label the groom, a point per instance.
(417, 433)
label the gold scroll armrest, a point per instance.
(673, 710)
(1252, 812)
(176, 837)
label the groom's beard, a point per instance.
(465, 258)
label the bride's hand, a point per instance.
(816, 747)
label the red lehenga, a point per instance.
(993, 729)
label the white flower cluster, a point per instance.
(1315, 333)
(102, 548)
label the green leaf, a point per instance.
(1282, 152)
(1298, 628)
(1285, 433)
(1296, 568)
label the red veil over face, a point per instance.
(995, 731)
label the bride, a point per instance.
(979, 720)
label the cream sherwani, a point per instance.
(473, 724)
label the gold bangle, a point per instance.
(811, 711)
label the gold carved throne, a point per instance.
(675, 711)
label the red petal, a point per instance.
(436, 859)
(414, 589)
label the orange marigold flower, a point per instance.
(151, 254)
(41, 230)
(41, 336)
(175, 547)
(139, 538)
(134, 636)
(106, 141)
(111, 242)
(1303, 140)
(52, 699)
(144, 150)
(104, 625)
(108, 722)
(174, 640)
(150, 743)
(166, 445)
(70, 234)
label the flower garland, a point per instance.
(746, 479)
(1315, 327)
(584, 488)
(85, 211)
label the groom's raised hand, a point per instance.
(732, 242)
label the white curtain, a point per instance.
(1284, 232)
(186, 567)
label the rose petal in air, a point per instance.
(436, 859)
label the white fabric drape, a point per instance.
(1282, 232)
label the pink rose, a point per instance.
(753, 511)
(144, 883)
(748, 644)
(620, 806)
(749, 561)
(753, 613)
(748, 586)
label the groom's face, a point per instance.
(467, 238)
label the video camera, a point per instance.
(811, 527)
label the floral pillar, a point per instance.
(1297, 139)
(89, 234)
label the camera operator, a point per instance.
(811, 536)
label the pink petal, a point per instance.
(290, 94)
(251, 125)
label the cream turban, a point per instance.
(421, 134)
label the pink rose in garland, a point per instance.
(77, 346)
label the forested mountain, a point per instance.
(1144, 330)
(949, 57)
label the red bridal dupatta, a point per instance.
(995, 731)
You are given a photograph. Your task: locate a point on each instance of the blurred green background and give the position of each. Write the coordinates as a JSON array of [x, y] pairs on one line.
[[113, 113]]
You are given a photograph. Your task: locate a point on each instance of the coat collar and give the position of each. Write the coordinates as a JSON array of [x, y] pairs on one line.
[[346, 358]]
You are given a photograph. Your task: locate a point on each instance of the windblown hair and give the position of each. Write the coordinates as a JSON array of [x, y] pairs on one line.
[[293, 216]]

------------------------------------------------------------

ABOUT THIS EXERCISE -
Return the whole of the data, character for character.

EXERCISE SOLUTION -
label the groom, a point per instance.
(417, 433)
label the gold scroll armrest, a point per instance.
(673, 710)
(1252, 812)
(176, 837)
label the groom's beard, a point per instance.
(465, 258)
label the bride's hand, a point per instance.
(816, 747)
label the red lehenga, a point per instance.
(993, 729)
label the white flower cluster, a point per instance.
(1315, 333)
(102, 548)
label the green leaf, a point per instance.
(1282, 152)
(1298, 628)
(1285, 433)
(1296, 568)
label the red veil over face, a point per instance.
(995, 731)
label the bride, a point per instance.
(979, 720)
label the cream sherwani, a point per instance.
(473, 724)
label the gold bangle, a point per instance.
(811, 711)
label the gold carved throne, a point per instance.
(675, 711)
label the red petal, a point per instance.
(436, 859)
(414, 589)
label the orange marigold flower, a point per instance.
(151, 254)
(41, 230)
(41, 336)
(175, 547)
(139, 538)
(134, 636)
(106, 141)
(111, 242)
(1303, 140)
(52, 699)
(144, 150)
(104, 625)
(108, 722)
(174, 640)
(150, 743)
(166, 445)
(70, 234)
label the flower garland, a point per instance.
(746, 479)
(1315, 327)
(584, 488)
(85, 211)
label the groom's raised hand, a point per instance.
(732, 242)
label the white curtain, a point per instance.
(1284, 232)
(186, 567)
label the rose petal in air, a point per instance.
(436, 859)
label the white fabric drape, a point per instance.
(1282, 232)
label the pink rose, a point per instance.
(753, 511)
(144, 883)
(748, 644)
(620, 806)
(749, 561)
(753, 613)
(748, 586)
label the groom's face, a point per instance.
(467, 238)
label the video camera, a point per instance.
(811, 527)
label the floral pillar, a point per instance.
(1297, 139)
(89, 234)
label the camera operator, a point per instance.
(811, 536)
label the pink petal, a point per instance.
(290, 94)
(251, 125)
label the cream turban, a point per instance.
(421, 134)
label the pink rose in garland, a point per instance.
(77, 346)
label the forested mountain, a point per instance.
(1144, 330)
(949, 57)
label the red bridal dupatta, a point per instance.
(995, 731)
You are given a photograph. Your task: locate a point on each instance of the blurred green background and give the position of each. Write the coordinates as a JSON array of [x, y] pairs on one line.
[[113, 113]]
You are given a photograph. Your task: locate a point on each instance of the coat collar and give the position of each. Write the coordinates as a JSON array of [x, y] pairs on one line.
[[346, 358]]
You are given a photograph. Your task: locate a point on each instance of the windblown hair and give the position of each. Write the coordinates as a JSON array of [x, y] pairs on one line.
[[293, 216]]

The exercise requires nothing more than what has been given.